» Work to complete: Repeat the data in full. Drop every picture.
*** Given entries
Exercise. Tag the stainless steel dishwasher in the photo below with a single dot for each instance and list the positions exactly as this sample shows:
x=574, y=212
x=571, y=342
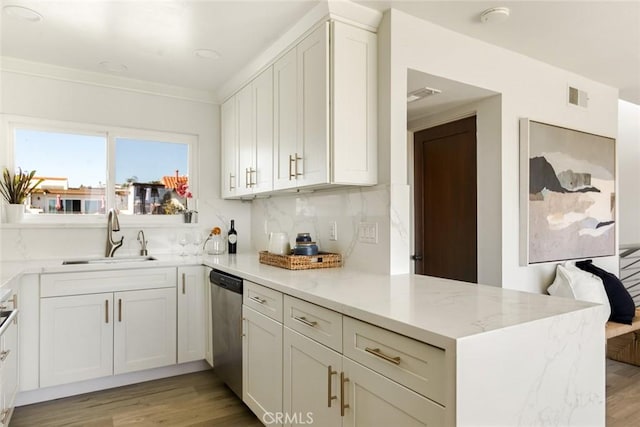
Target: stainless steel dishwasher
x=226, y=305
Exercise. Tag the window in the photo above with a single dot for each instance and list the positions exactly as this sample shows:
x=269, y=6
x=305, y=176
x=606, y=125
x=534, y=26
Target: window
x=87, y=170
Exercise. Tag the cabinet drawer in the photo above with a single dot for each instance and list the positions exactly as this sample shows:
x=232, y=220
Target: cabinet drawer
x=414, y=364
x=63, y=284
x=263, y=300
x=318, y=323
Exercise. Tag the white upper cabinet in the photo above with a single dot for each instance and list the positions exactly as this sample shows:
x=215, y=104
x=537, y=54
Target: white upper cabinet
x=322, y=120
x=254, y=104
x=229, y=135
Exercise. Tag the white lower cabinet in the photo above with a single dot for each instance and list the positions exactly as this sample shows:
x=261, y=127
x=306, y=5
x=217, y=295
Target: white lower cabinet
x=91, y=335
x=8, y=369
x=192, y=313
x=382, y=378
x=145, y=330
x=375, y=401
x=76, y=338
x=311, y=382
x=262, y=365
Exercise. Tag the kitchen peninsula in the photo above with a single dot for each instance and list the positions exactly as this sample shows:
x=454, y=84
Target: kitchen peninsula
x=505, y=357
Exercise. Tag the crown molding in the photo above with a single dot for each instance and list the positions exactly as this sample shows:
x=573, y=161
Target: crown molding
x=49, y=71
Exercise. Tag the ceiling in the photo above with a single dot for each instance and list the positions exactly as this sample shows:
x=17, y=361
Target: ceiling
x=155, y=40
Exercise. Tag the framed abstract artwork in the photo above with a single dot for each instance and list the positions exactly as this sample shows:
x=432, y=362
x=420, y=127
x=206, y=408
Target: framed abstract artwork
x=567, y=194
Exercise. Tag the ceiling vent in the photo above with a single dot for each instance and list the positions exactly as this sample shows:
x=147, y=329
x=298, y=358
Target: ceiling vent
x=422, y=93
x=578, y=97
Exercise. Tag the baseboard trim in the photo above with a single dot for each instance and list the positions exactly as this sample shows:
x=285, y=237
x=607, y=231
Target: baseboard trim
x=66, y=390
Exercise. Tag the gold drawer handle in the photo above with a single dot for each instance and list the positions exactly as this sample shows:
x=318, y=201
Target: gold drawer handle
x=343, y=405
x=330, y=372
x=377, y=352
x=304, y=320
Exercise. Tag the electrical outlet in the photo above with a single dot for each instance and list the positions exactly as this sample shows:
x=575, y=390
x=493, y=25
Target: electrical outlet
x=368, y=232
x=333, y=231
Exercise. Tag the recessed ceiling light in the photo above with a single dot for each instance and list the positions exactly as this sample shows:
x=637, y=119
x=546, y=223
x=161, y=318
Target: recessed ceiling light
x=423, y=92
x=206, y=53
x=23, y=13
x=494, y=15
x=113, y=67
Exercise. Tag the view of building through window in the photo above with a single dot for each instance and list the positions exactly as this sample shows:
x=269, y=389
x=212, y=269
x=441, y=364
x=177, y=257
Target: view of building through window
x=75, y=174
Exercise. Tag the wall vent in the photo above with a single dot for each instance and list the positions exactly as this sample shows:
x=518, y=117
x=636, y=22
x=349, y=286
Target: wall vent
******
» Exercise answer:
Exercise. Tag the stainless steel dishwasher in the photo below with a single dot for each instance and list the positions exactly as this sample shows:
x=574, y=212
x=571, y=342
Target: stainless steel dishwasher
x=226, y=305
Exercise. Tag the window in the photo above with a single dot for each instance and list the positions exactly as this sample shows:
x=269, y=6
x=305, y=176
x=606, y=125
x=534, y=26
Target: window
x=87, y=170
Exercise. Tag the cabinet drawer in the photo above with a single dot for each instance and list the positions exactly as this sample shows:
x=232, y=220
Target: cabinet drawer
x=414, y=364
x=63, y=284
x=263, y=300
x=318, y=323
Exercise. Tag the white upper cabinet in the photo above with a single dot for each instance and list the positions exactly as this sample shows:
x=215, y=104
x=537, y=54
Target: white upper cabinet
x=322, y=120
x=254, y=104
x=229, y=135
Exercise. Tag the white lower cabinet in the photo above with a single dot for each instance and list the positions exactly as this sample shows:
x=261, y=127
x=306, y=5
x=217, y=295
Target: white lower cabinet
x=91, y=335
x=8, y=369
x=192, y=313
x=382, y=378
x=145, y=330
x=375, y=401
x=76, y=338
x=311, y=382
x=262, y=365
Exercise. Tag the kitchen peninsula in the photo above with a single dot for each instance and list the positions exactly as this sample shows:
x=454, y=84
Target: kitchen peninsula
x=505, y=357
Exercise. Tag the crown molding in the photo above with a single dot for each instance and list the positions exactly as this sample shows:
x=573, y=161
Target: crown molding
x=49, y=71
Exercise. Tag the ceiling in the photo above with a single dot for each instance and list the positions exactly as this sample shows:
x=17, y=361
Target: ceiling
x=155, y=40
Exercise. Tag the framed abstract artwork in the photo above with a single dot for each instance and list the positions exactly as this sample shows:
x=432, y=362
x=420, y=127
x=206, y=408
Target: framed abstract artwork
x=567, y=194
Exercise. Tag the ceiling vent in the photo above with a single dot for each instance and list the positions exactly as this sample shows:
x=147, y=329
x=298, y=358
Target: ceiling vent
x=422, y=93
x=578, y=97
Exercise. Tag the baseboard trim in the photo above with a single dot for each instance and list the positions exactly as this sample shows:
x=285, y=237
x=607, y=231
Target: baseboard trim
x=66, y=390
Exercise. Tag the gold drawer handle in the photo above with a single dot for each instance and list the positions exactly as this sample shows:
x=318, y=201
Target: gold drawer handle
x=343, y=405
x=330, y=372
x=377, y=352
x=304, y=320
Exercise. Tag the electrical outlet in the photo above with a single dot for each instance and list the positions exactly as this sample shows:
x=575, y=390
x=493, y=25
Target: electrical outlet
x=368, y=232
x=333, y=231
Exercise. Tag the recessed ceiling light in the photo above with a single dot for each instance and list the positions exactly as this sample shows:
x=637, y=119
x=546, y=223
x=161, y=318
Target: recessed ceiling light
x=423, y=92
x=206, y=53
x=23, y=13
x=494, y=15
x=113, y=67
Exercise. Tag the view of building through window in the photo above with a single dot for each instance and list the positions exactly as this sample shows:
x=269, y=389
x=212, y=269
x=441, y=364
x=177, y=257
Target: view of building through window
x=75, y=174
Exercise. Tag the wall vent in the photo above with a single dot for each instance and list the positions exactly as this sample shows:
x=518, y=117
x=636, y=22
x=349, y=286
Target: wall vent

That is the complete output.